[Labeled-object pointing listing]

________________________

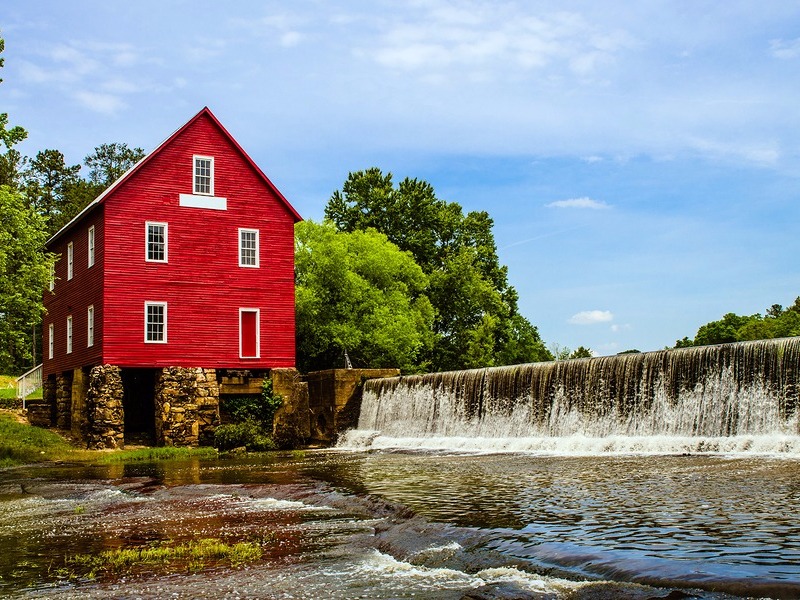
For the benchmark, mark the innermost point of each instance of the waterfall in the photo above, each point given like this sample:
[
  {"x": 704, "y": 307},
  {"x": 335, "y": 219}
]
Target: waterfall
[{"x": 739, "y": 397}]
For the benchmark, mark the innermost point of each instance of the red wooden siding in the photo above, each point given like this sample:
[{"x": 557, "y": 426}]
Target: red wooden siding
[
  {"x": 73, "y": 297},
  {"x": 202, "y": 283}
]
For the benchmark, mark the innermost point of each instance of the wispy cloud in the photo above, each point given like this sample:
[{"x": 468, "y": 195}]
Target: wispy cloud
[
  {"x": 785, "y": 49},
  {"x": 584, "y": 202},
  {"x": 591, "y": 317}
]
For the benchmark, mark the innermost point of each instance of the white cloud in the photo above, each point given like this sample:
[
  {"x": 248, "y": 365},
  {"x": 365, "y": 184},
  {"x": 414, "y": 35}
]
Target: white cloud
[
  {"x": 785, "y": 49},
  {"x": 591, "y": 317},
  {"x": 583, "y": 202},
  {"x": 290, "y": 39},
  {"x": 102, "y": 103}
]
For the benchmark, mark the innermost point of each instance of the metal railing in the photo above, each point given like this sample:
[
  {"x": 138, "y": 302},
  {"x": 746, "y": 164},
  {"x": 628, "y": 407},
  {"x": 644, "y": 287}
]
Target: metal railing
[{"x": 28, "y": 383}]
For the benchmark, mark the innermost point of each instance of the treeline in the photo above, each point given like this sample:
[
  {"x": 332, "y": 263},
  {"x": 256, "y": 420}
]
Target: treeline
[
  {"x": 38, "y": 196},
  {"x": 776, "y": 322},
  {"x": 397, "y": 277}
]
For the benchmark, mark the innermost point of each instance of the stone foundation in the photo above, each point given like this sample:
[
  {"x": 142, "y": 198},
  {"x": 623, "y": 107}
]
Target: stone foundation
[
  {"x": 187, "y": 406},
  {"x": 104, "y": 426},
  {"x": 64, "y": 401},
  {"x": 79, "y": 407},
  {"x": 335, "y": 400},
  {"x": 41, "y": 413},
  {"x": 292, "y": 421}
]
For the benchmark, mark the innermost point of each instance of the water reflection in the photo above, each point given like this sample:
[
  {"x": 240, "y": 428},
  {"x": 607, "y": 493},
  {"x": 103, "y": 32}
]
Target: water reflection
[{"x": 713, "y": 522}]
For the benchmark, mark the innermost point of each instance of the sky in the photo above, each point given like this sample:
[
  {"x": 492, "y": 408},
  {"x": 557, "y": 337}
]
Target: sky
[{"x": 640, "y": 160}]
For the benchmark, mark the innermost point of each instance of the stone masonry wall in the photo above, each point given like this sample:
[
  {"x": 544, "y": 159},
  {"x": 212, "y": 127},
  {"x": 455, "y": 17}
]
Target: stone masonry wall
[
  {"x": 64, "y": 401},
  {"x": 187, "y": 406},
  {"x": 105, "y": 417},
  {"x": 41, "y": 413}
]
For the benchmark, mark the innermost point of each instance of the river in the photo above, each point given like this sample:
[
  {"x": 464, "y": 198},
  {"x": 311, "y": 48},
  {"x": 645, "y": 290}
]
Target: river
[{"x": 424, "y": 524}]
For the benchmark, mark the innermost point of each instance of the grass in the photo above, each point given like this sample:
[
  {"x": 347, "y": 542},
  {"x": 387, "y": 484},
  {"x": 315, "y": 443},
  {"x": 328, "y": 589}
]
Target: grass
[
  {"x": 8, "y": 392},
  {"x": 151, "y": 454},
  {"x": 20, "y": 443},
  {"x": 24, "y": 444},
  {"x": 166, "y": 557},
  {"x": 8, "y": 387}
]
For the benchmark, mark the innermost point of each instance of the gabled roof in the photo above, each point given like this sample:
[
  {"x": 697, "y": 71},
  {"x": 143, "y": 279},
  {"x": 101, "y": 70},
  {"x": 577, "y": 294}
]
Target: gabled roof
[{"x": 204, "y": 112}]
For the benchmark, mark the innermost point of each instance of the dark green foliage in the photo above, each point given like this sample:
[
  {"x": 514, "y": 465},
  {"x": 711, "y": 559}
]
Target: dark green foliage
[
  {"x": 358, "y": 292},
  {"x": 253, "y": 416},
  {"x": 24, "y": 274},
  {"x": 247, "y": 434},
  {"x": 476, "y": 321},
  {"x": 777, "y": 322},
  {"x": 109, "y": 162},
  {"x": 581, "y": 352}
]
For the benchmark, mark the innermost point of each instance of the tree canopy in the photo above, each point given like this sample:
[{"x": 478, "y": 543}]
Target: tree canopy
[
  {"x": 476, "y": 322},
  {"x": 357, "y": 292},
  {"x": 776, "y": 322},
  {"x": 24, "y": 273}
]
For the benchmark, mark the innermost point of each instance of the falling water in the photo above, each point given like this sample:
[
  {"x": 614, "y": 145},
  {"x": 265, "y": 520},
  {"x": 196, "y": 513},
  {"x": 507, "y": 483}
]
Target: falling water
[{"x": 738, "y": 397}]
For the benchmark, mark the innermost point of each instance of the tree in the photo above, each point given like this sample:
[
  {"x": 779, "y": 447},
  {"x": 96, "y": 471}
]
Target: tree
[
  {"x": 49, "y": 183},
  {"x": 777, "y": 322},
  {"x": 357, "y": 292},
  {"x": 24, "y": 273},
  {"x": 581, "y": 352},
  {"x": 109, "y": 162},
  {"x": 10, "y": 160},
  {"x": 477, "y": 321}
]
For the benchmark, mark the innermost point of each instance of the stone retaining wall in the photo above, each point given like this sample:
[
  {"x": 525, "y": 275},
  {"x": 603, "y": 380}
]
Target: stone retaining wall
[
  {"x": 105, "y": 417},
  {"x": 187, "y": 406},
  {"x": 64, "y": 401}
]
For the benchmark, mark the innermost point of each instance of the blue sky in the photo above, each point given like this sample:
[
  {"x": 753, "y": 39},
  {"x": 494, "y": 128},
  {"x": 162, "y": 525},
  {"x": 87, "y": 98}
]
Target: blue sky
[{"x": 641, "y": 160}]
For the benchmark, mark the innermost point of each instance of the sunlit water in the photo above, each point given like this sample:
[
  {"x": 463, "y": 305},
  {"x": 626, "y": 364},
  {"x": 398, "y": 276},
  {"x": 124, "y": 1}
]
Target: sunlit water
[{"x": 428, "y": 524}]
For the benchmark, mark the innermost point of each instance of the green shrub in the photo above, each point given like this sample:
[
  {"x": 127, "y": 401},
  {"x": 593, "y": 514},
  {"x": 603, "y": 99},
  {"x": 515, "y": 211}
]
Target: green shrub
[
  {"x": 21, "y": 443},
  {"x": 248, "y": 434},
  {"x": 252, "y": 418}
]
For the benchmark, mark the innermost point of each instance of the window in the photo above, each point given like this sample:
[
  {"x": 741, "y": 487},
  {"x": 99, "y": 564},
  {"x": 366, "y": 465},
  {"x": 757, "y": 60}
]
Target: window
[
  {"x": 248, "y": 247},
  {"x": 156, "y": 242},
  {"x": 90, "y": 327},
  {"x": 69, "y": 334},
  {"x": 155, "y": 322},
  {"x": 204, "y": 175},
  {"x": 70, "y": 260},
  {"x": 91, "y": 246},
  {"x": 249, "y": 335}
]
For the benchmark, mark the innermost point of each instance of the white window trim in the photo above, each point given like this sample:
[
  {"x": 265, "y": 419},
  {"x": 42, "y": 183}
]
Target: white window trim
[
  {"x": 69, "y": 334},
  {"x": 147, "y": 226},
  {"x": 70, "y": 261},
  {"x": 90, "y": 326},
  {"x": 258, "y": 331},
  {"x": 147, "y": 304},
  {"x": 258, "y": 248},
  {"x": 194, "y": 174},
  {"x": 90, "y": 243}
]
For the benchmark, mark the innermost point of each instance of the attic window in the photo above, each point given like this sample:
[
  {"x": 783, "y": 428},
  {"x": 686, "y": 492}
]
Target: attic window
[{"x": 204, "y": 175}]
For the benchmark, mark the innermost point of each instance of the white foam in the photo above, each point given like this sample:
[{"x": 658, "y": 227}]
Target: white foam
[{"x": 777, "y": 445}]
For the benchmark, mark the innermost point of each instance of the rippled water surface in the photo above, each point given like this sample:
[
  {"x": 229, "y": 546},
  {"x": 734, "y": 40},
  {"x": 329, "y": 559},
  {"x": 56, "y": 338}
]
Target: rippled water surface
[{"x": 534, "y": 526}]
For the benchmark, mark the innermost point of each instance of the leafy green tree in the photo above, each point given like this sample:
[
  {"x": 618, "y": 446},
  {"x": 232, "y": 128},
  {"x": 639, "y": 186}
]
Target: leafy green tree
[
  {"x": 581, "y": 352},
  {"x": 477, "y": 321},
  {"x": 24, "y": 273},
  {"x": 357, "y": 292},
  {"x": 109, "y": 162},
  {"x": 10, "y": 159},
  {"x": 722, "y": 331},
  {"x": 49, "y": 182},
  {"x": 777, "y": 322}
]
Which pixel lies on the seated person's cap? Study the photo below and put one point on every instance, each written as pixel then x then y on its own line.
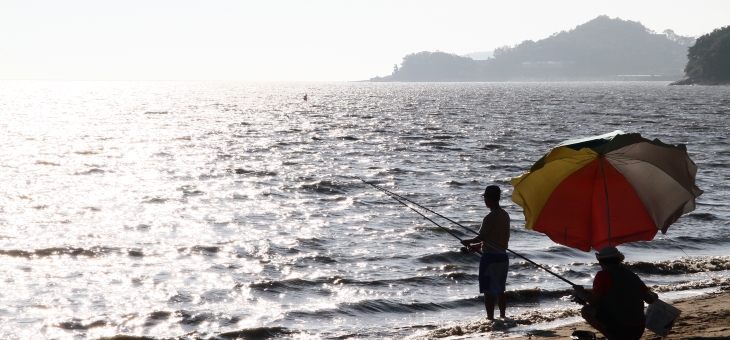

________________________

*WHAT THIS TASK INVOLVES*
Report every line of the listing above that contains the word "canopy".

*RESULT*
For the benchmark, mark the innermost point of each instance of the tree canopy in the photo above, each point given like this sample:
Target: tree canopy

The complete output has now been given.